STATED GOAL: Will you quote all of the entries, word for word?

[Items from a data source]
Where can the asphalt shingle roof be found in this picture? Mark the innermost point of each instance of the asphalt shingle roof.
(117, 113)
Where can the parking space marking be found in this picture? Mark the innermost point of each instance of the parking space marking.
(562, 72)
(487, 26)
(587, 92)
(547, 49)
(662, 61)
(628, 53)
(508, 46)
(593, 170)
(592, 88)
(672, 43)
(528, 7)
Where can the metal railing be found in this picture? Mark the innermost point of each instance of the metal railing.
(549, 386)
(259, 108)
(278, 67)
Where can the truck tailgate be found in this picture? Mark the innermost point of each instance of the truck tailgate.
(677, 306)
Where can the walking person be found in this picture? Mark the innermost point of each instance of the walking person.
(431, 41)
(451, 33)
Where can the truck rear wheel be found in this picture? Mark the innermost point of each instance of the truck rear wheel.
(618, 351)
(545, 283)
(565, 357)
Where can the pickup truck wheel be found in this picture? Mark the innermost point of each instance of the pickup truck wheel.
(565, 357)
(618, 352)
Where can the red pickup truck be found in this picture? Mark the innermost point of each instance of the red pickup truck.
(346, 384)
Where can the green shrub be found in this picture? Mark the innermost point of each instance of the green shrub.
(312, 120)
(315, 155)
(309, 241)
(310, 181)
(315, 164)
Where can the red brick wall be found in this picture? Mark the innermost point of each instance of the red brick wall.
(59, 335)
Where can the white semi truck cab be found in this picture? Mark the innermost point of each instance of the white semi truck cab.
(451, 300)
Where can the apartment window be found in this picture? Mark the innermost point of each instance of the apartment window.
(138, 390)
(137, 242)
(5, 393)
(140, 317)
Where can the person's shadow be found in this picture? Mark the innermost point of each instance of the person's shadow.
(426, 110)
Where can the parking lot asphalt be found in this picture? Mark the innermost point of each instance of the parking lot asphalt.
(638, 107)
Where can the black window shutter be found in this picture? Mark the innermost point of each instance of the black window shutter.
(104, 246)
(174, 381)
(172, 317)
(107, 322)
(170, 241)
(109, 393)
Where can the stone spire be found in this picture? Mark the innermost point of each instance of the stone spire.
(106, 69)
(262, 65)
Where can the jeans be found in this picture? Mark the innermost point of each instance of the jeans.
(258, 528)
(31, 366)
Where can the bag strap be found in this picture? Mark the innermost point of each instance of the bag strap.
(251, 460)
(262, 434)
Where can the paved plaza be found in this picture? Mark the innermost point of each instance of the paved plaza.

ANSWER IN FULL:
Where can the asphalt shingle roof be found in this picture? Mark the innermost point of each instance of the asphalt shingle roof.
(117, 113)
Where can the parking space marking be found in this picture? Mark the innermost point of each instance of the parking space marking.
(562, 72)
(487, 26)
(587, 92)
(547, 49)
(662, 61)
(628, 53)
(508, 46)
(593, 170)
(592, 88)
(672, 43)
(528, 7)
Where can the metal railing be found in this picture? Mark the innermost point of each instance of the metal railing.
(549, 386)
(259, 108)
(278, 67)
Where can the truck tailgate be found in this picture? Mark the innermost point of each instance of the truck tailgate.
(677, 306)
Where can the walking person be found in this picture? Mark the innermost point of each instance of the walking person.
(431, 41)
(451, 33)
Where can the truck rear wheel be found in this picture? Mark the innermost point of each instance of the truck rear wheel.
(618, 351)
(545, 283)
(565, 357)
Where can the pickup truck wheel be found in this picture? Mark the innermost point of each instance of the pickup truck wheel.
(565, 357)
(618, 352)
Where can the red pickup truck be found in this picture? Mark the innermost point of each instance of the red pickup truck.
(346, 384)
Where can the green shrub be found in this picture? Mark the innermost point of each instance of the green shrub.
(312, 120)
(315, 155)
(309, 241)
(310, 181)
(315, 164)
Where can the red brick wall be found in this picture? Mark the innermost point of each instance of the red brick wall.
(59, 335)
Where can the white semi truck cab be found in this picture? Mark the innermost point of each instance of the white semi truck cab.
(451, 300)
Where can the apartment window be found in this picture? Mark the innermost point of each instance of the apartment window.
(138, 390)
(137, 242)
(5, 393)
(140, 317)
Where can the person's shadow be found in this picture? Mark the innermost point of each instance of the person's shadow.
(426, 110)
Where can the parking lot asphalt be found in this picture? Mark the innermost point of each instance of the parking lot asphalt.
(638, 107)
Where can the black window shutter be found in this picture? Mark the innermost point of each instance of the black window shutter.
(104, 246)
(174, 381)
(172, 317)
(107, 322)
(170, 241)
(109, 393)
Where can the stone spire be found in this picture? Mark the innermost point of each instance of the stone spire.
(106, 69)
(262, 65)
Where can the jeans be found in this picture? Mark the innermost point of each instance of the jeans.
(258, 528)
(31, 366)
Where can the bag strap be found in this picture? Mark the innermost point of each instance of the bag strap.
(251, 460)
(262, 434)
Where can the paved plaza be found in this picture? Mark the innermost point of each instance of the paved plaza.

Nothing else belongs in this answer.